- **Uraian Tugas 1**:
Berdasarkan kutipan teks, pada tahun berapa Jakarta diprediksi akan mengalami kemacetan total?
- **Uraian Tugas 2**:
Sebutkan seluruh kategori langkah yang menurut kutipan teks dapat diambil secara konseptual untuk mengatasi persoalan kemacetan.
---------- Kutipan Teks ----------
Kemacetan
Jakarta
dan Penyebaran
Aktivitas Ekonomi
Teddy Lesmana ; Peneliti Pusat Penelitian Ekonomi
Lembaga Ilmu
Pengetahuan Indonesia
|
MEDIA
INDONESIA, 27 Desember 2012
JAKARTA sebagai ibu kota negara telah lama
diliputi berbagai persoalan akut yang sangat menyesakkan dan melelahkan.
Salah satunya ialah permasalahan kemacetan lalu lintas yang sudah menjadi
permasalahan yang akut. Bahkan, Jakarta diprediksi akan mengalami kemacetan
total pada 2014.
Sementara itu, rencana pembangunan mass rapid
transit (MRT) yang belakangan ini mengemuka kembali pun belum menemukan kata
final. Gubernur DKI Jakarta Joko Widodo (Jokowi) belum memutuskan pelaksanaan
pembangunan MRT tersebut. Sekiranya pemerintah DKI akan membangun sistem MRT,
prakondisi apa yang perlu dipenuhi dan bagaimana seharusnya arah ke depan
pembangunan pusat aktivitas ekonomi di Jakarta dan sekitarnya?
Sebenarnya dalam hal pengembangan dan
perbaikan angkutan massal, Jakarta bisa dikatakan sudah sangat terlambat.
Negara-negara seperti Jepang, Korea Selatan, dan Singapura membangun
infrastruktur pendukung MRT jauh sebelum populasi kendaraan bermotor
berkembang pesat (Kuranami et al, 2000).
Untuk mengatasi persoalan kemacetan, setidaknya
secara konseptual ada tiga kategori langkah yang bisa diambil. Pertama,
langkah yang terkait dengan sisi penawaran fasilitas transportasi (misalnya
dengan meningkatkan kapasitas atau daya tampung sarana transportasi). Kedua,
langkah yang diarahkan untuk mengelola sisi permintaan terkait dengan upaya
untuk mendorong penggunaan fasilitas transportasi secara efisien. Ketiga,
membangun struktur perkotaan yang kondusif bagi penyebaran aktivitas ekonomi
dan perbaikan integrasi fi sik antara lokasi kerja, fasilitas umum, dan
perumahan.
Dalam membangun MRT, umumnya ketika suatu kota
di beberapa negara seperti di Jepang, Korea Selatan, dan Singapura ingin
membangun sistem transportasi publik, itu didahului kebijakan manajemen dan
insentif terhadap sisi permintaan berlalu lintas sebagai bagian dari strategi
pembangunan sistem transportasi publik. Di Seoul dan Singapura misalnya, pada
tahap awal pembangunan infrastruktur MRT mereka membatasi pertumbuhan
kendaraan pribadi dan insentif untuk mengendalikan kepemilikan kendaraan
pribadi sebelum rasionya mencapai 70 mobil per 1.000 penduduk.
---------- Baris Data ----------
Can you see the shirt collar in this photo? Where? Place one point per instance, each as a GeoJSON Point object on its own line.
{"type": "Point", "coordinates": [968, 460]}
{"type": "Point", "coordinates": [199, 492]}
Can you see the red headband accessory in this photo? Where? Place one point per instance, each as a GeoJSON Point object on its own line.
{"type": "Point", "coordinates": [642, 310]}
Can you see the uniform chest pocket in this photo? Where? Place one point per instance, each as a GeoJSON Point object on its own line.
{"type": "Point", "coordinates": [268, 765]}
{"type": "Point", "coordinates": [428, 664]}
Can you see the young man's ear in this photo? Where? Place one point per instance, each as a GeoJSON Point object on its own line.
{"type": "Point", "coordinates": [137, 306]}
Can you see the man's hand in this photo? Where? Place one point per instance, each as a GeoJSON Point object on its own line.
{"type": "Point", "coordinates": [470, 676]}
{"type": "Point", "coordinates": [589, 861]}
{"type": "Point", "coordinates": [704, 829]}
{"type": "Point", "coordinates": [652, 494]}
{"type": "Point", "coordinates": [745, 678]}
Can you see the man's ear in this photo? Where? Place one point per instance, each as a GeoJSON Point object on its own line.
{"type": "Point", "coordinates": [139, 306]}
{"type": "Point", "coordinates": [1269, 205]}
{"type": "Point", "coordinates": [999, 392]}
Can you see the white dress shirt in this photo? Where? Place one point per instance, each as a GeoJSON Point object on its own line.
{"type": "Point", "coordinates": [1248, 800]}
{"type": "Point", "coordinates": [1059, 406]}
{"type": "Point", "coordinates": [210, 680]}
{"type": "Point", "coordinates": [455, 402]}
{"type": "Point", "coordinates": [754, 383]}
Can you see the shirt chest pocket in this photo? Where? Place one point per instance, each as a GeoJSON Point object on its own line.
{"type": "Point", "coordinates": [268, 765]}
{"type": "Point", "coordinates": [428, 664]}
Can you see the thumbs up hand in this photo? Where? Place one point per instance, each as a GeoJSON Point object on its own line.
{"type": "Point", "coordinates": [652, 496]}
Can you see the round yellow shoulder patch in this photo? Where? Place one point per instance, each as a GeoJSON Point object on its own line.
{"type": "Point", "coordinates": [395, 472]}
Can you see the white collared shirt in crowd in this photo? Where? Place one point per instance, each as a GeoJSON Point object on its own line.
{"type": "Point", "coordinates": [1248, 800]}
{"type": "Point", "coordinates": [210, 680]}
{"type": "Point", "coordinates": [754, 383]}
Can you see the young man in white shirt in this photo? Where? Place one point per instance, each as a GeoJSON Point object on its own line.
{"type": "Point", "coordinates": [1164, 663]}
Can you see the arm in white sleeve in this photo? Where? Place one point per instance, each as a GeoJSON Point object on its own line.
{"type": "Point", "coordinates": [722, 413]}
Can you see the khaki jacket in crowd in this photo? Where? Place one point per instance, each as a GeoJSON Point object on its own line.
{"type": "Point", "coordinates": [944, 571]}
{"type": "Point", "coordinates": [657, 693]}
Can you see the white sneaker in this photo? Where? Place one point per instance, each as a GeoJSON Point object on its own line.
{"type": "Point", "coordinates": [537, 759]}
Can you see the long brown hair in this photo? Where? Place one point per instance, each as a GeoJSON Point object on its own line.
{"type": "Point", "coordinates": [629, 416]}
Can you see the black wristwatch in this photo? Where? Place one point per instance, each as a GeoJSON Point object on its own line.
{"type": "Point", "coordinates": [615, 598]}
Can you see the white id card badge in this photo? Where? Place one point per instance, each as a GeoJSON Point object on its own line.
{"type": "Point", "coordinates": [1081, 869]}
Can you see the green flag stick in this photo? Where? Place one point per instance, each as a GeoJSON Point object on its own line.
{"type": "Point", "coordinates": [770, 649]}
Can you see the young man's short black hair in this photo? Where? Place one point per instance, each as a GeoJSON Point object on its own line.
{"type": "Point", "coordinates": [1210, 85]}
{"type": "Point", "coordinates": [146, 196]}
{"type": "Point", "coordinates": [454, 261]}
----------
- **Pemecahan Masalah 1**:
Pada tahun 2014.

- **Pemecahan Masalah 2**:
1. Langkah yang terkait dengan sisi penawaran fasilitas transportasi, misalnya dengan meningkatkan kapasitas atau daya tampung sarana transportasi.
2. Langkah yang diarahkan untuk mengelola sisi permintaan, terkait dengan upaya mendorong penggunaan fasilitas transportasi secara efisien.
3. Membangun struktur perkotaan yang kondusif bagi penyebaran aktivitas ekonomi dan perbaikan integrasi fisik antara lokasi kerja, fasilitas umum, dan perumahan.